**Document excerpt**
====================
Among the bus routes that will go frequent in 2008: from 22nd Street Station to Richmond Centre via Highway 91; and from Richmond Centre to Steveston.

Next year, TransLink plans to launch new area transit plans to identify local priorities for Richmond.

I am not sure what they mean by “full bus rapid transit service” since that is a very flexible term. BRT in many cities like Curitiba , Ottawa but, best of all Bogota means a completely segregated roadway – and that is certainly not going to be the case on Hastings. However that route already has bus/HOV lane provision at peaks. No bus priority at traffic signals, though, so far as I know. But I am pleased that now this blog is being more widely read there may be some comments from others better informed than I.
====================
**Given task 1**
State how many lines of the records below contain the word "rock", treating case as significant, and give only that number.

**Available records**
====================
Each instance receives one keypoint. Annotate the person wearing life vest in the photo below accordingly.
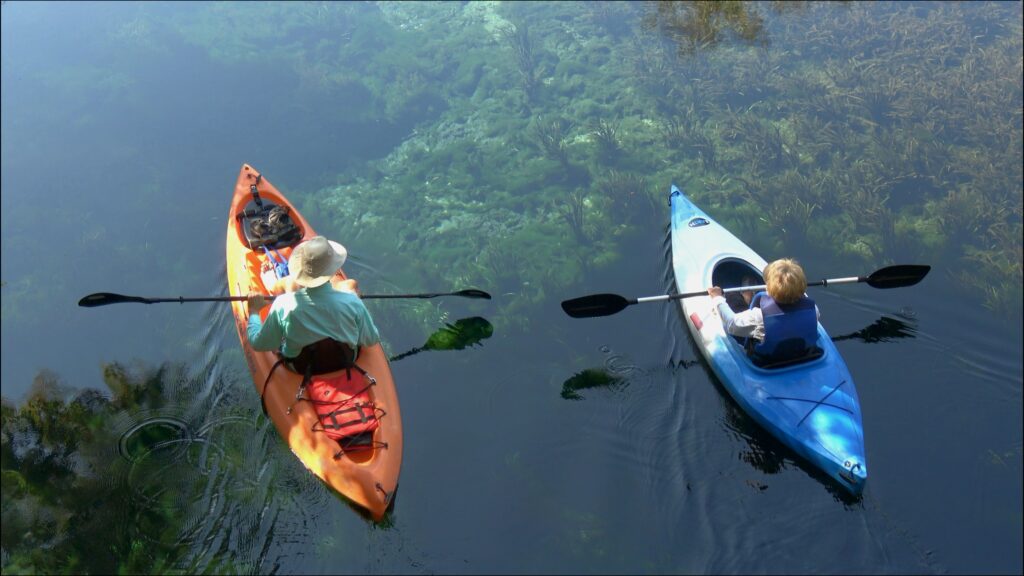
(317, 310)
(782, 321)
====================
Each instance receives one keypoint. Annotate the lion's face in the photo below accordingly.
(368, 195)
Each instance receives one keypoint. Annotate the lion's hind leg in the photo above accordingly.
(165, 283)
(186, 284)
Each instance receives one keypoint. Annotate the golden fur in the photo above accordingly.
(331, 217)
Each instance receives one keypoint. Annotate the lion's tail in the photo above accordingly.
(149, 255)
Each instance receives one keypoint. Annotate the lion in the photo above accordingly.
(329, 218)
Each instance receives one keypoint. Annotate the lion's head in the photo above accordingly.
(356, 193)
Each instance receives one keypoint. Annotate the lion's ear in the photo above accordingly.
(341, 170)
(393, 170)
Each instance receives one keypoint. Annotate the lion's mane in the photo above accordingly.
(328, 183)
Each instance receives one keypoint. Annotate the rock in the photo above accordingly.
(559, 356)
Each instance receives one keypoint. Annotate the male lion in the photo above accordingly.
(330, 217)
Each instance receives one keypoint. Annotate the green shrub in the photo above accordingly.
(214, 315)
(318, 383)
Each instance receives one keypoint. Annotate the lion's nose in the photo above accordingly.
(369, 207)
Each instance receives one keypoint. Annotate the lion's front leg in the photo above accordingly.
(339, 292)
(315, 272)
====================
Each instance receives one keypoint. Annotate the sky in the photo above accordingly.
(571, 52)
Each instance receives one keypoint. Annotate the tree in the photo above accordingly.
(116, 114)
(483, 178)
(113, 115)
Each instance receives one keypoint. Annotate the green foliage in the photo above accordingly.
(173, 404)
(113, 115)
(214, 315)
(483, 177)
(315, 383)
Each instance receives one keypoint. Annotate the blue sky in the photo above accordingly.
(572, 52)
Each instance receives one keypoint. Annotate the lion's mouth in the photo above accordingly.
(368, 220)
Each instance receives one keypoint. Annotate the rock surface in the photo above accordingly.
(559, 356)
====================
**Given task 2**
Reproduce verbatim the passage of the transit excerpt above, starting with "Among the bus" and going on through "Centre to Steveston.".

**Exercise output 1**
2

**Exercise output 2**
Among the bus routes that will go frequent in 2008: from 22nd Street Station to Richmond Centre via Highway 91; and from Richmond Centre to Steveston.